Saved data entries
-*-

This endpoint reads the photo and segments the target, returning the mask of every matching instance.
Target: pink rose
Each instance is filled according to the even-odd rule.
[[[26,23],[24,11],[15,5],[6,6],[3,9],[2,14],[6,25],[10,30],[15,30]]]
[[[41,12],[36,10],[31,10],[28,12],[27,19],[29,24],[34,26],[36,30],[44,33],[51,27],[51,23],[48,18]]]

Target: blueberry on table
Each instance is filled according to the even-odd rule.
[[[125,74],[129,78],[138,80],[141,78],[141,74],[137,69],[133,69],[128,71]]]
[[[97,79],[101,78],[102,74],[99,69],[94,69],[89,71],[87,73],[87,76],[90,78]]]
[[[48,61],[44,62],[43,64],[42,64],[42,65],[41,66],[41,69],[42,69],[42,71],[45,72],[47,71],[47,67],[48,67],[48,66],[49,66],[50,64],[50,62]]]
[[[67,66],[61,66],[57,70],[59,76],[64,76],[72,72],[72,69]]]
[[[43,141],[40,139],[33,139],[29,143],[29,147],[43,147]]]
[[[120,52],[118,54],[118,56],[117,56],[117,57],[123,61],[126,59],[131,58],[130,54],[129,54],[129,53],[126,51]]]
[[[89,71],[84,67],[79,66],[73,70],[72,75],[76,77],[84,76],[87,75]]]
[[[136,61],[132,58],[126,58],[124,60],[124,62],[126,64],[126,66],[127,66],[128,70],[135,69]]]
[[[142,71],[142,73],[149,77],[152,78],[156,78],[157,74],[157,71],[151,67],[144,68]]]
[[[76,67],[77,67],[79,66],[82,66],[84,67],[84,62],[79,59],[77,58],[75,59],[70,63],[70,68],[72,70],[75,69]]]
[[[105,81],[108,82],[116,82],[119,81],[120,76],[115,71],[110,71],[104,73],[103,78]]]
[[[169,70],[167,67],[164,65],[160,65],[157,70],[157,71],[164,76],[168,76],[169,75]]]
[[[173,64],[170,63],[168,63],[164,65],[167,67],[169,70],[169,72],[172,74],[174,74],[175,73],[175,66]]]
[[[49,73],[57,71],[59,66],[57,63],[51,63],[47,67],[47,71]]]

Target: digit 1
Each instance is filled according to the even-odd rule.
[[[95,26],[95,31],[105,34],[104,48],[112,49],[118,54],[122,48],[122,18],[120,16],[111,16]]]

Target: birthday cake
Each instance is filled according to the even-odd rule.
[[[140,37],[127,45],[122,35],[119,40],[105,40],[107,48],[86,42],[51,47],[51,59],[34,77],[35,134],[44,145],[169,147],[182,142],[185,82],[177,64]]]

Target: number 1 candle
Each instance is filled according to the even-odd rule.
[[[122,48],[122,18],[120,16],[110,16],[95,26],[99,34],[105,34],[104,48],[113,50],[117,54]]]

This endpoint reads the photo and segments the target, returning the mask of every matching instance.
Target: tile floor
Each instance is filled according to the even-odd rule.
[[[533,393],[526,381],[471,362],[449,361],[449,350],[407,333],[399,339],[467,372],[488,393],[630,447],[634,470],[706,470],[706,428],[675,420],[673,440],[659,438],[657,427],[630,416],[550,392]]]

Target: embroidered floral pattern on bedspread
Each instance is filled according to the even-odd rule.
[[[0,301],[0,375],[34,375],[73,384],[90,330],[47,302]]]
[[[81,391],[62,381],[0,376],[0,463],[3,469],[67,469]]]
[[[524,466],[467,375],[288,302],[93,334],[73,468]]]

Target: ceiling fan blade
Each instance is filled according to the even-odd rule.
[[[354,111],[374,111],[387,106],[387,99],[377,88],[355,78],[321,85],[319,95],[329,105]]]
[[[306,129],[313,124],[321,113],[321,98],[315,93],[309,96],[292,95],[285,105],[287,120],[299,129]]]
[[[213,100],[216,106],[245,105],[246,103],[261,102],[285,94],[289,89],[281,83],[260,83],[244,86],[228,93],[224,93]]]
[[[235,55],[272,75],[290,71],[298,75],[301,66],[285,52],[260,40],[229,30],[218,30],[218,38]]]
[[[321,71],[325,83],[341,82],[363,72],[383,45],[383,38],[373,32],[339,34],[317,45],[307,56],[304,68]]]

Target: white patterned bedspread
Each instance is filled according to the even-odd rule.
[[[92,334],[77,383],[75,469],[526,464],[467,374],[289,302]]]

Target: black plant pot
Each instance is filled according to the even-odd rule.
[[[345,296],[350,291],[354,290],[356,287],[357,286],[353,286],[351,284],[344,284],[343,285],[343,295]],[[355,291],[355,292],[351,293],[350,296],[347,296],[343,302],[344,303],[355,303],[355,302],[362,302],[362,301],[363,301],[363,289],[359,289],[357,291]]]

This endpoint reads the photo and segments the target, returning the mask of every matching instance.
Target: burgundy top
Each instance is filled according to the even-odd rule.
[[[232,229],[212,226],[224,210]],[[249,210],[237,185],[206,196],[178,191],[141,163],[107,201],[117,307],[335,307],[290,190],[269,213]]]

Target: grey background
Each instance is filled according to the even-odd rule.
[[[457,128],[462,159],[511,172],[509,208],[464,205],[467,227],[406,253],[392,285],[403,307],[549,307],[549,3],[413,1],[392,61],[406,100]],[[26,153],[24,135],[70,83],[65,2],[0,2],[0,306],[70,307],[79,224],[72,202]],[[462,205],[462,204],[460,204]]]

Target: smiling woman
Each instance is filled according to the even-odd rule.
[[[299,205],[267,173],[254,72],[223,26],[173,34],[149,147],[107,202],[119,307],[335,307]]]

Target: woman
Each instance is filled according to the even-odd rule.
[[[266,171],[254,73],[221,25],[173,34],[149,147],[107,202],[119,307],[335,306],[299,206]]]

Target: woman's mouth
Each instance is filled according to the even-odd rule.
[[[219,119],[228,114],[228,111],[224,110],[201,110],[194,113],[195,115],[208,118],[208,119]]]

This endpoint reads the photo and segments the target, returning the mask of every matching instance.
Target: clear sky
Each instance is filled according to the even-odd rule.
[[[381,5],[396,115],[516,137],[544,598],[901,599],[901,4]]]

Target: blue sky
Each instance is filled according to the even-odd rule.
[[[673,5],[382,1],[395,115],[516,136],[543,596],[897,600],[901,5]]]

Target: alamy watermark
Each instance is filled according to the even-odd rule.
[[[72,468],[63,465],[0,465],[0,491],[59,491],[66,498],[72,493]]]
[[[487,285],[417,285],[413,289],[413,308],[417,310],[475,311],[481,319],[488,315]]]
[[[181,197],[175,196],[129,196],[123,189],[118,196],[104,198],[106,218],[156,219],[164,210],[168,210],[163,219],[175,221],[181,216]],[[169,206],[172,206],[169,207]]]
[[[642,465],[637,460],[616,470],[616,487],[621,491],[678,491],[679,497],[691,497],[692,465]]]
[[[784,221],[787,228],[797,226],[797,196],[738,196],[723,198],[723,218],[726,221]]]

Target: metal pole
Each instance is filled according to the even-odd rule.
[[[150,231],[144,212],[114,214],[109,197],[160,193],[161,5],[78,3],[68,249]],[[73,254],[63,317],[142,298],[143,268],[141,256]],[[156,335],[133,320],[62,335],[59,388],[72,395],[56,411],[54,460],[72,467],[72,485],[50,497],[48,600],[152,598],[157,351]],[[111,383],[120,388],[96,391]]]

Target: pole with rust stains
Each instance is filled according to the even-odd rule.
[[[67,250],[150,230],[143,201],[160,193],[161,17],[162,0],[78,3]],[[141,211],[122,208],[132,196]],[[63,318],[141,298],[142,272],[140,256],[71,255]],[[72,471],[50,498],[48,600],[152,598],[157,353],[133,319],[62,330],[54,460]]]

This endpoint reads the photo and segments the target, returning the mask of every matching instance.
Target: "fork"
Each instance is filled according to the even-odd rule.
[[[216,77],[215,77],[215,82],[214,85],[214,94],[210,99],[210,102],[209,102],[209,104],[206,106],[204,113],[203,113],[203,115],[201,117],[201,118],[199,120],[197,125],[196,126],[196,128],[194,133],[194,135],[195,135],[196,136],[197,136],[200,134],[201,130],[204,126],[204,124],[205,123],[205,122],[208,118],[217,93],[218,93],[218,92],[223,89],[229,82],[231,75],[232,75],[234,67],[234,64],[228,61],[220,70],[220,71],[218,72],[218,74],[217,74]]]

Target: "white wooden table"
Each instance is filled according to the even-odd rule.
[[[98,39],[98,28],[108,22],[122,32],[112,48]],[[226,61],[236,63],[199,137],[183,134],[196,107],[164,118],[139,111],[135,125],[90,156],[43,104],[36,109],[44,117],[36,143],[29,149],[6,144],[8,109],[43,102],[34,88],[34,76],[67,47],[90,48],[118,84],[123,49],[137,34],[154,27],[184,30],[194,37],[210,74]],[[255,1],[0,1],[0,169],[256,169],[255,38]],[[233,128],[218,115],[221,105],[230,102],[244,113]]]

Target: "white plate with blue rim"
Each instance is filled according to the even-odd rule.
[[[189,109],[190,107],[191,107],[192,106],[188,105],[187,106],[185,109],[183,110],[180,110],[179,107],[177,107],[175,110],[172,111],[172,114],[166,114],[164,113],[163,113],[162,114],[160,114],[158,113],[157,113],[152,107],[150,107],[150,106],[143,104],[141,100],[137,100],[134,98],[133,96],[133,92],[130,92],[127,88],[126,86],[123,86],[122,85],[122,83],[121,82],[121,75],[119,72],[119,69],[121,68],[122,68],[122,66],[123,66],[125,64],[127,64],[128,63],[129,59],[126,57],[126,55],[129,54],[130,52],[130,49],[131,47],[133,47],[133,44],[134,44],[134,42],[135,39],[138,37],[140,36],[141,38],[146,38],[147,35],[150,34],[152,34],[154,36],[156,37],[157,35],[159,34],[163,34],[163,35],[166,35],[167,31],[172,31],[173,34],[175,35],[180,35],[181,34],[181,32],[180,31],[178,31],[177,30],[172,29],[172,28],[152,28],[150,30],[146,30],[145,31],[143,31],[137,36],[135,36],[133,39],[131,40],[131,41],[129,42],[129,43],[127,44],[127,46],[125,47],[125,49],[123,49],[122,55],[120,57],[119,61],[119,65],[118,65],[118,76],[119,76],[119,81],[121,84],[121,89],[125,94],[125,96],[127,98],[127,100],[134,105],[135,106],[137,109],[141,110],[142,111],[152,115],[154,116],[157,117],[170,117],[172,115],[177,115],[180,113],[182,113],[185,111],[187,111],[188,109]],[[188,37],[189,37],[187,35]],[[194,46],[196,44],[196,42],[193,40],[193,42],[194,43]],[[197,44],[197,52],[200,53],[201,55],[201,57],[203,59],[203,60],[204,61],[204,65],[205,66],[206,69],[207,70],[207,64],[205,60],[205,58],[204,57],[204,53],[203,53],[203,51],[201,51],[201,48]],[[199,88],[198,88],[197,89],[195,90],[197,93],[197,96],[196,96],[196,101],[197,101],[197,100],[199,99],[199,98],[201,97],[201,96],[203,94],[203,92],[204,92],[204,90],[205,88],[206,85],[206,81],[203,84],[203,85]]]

-*-

→ **What is needed**: Locate each line in the records above that contains the string "bedspread" and copy those lines out. Case counts.

→ **The completed task**:
Target: embroidered floral pattern on bedspread
Target: white patterned bedspread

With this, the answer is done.